**Assignment:**
Below are the data; count the lines with the string "utility" in them and give that number only.

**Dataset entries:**

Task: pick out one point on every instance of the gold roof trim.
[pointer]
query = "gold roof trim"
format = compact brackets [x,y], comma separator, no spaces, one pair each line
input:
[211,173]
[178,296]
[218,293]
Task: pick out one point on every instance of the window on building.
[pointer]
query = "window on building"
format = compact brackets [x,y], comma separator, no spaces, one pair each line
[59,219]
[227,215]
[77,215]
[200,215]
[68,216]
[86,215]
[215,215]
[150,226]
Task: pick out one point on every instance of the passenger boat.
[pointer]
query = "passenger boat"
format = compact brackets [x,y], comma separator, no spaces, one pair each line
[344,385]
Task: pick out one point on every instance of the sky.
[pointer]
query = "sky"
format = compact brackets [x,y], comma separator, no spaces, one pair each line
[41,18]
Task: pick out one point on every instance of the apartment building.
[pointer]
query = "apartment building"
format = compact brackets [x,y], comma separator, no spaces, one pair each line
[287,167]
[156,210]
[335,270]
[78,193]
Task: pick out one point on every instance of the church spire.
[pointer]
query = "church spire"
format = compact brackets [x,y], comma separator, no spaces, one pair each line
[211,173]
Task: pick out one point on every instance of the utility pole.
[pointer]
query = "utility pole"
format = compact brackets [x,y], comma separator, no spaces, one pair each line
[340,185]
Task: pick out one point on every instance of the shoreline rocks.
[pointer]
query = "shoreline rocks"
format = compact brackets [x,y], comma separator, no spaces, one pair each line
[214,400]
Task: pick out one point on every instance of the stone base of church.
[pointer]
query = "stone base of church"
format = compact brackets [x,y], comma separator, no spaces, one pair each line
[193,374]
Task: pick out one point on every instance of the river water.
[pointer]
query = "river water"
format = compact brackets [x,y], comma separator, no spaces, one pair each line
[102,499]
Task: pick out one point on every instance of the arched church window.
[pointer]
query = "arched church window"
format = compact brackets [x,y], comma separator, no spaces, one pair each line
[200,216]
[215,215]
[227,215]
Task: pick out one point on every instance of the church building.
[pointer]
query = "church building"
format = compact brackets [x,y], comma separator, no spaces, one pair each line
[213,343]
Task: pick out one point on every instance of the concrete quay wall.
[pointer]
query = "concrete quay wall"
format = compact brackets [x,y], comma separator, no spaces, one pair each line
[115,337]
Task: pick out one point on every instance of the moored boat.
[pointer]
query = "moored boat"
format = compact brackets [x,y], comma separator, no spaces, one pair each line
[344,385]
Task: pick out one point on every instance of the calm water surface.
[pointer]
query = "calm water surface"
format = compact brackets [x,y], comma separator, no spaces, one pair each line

**Solution to this task:**
2